= Source text =
E2E Test Discovery & Execution

You're here to discover E2E test scenarios, record them as YAML, or execute existing test cases.

Core Principle: Semantic Selectors

The problem: Traditional selectors (testId, CSS classes) break when UI changes.

The solution: Use semantic selectors based on accessibility properties. These match what users see.

# ❌ Fragile
{{dataTestId: "submit-btn"}}

# ✅ Stable
{{role: button, name: "Submit"}}

Phase 1: Discovering Test Scenarios

Don't mechanically scan code/docs/UI. Use risk-driven discovery.

High-Risk Indicators

When exploring a project, prioritize areas with these characteristics:

Indicator	Why It's Risky	Example
Multi-field forms	Validation, edge cases, state	Registration, checkout
Multi-step flows	State carries across steps	Wizards, onboarding
Authentication boundaries	Permissions, sessions	Login, role-based access
External integrations	Dependencies can fail	Payment, third-party APIs
Data mutation	Side effects matter	Create, update, delete

Discovery Strategy

Start from risk, not from code structure
Use multiple sources (code, docs, browser) to verify each risk
Stop when confident, not when sources are exhausted

Ask yourself: "What would break that users would notice?" Start there.

Phase 2: Recording Test Cases

The Snapshot-Refs Pattern

# 1. Open page
agent-browser open http://localhost:3000 --headed

# 2. Snapshot to discover elements
agent-browser snapshot --json
# Returns: {"refs": {"e1": {"name": "Email", "role": "textbox"}, ...}}

# 3. Interact using refs
agent-browser fill @e1 "test@example.com"

= Short exercise =
Translate this sentence from the E2E testing guide into Spanish: "You're here to discover E2E test scenarios, record them as YAML, or execute existing test cases."

= Raw data =
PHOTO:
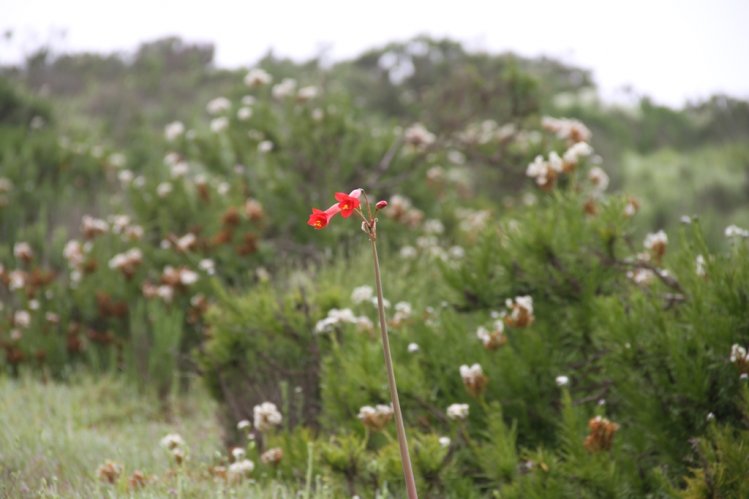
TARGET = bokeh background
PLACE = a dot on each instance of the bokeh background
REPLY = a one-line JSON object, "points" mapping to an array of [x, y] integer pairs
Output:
{"points": [[564, 249]]}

= Expected answer =
Estás aquí para descubrir escenarios de prueba E2E, registrarlos como YAML o ejecutar casos de prueba existentes.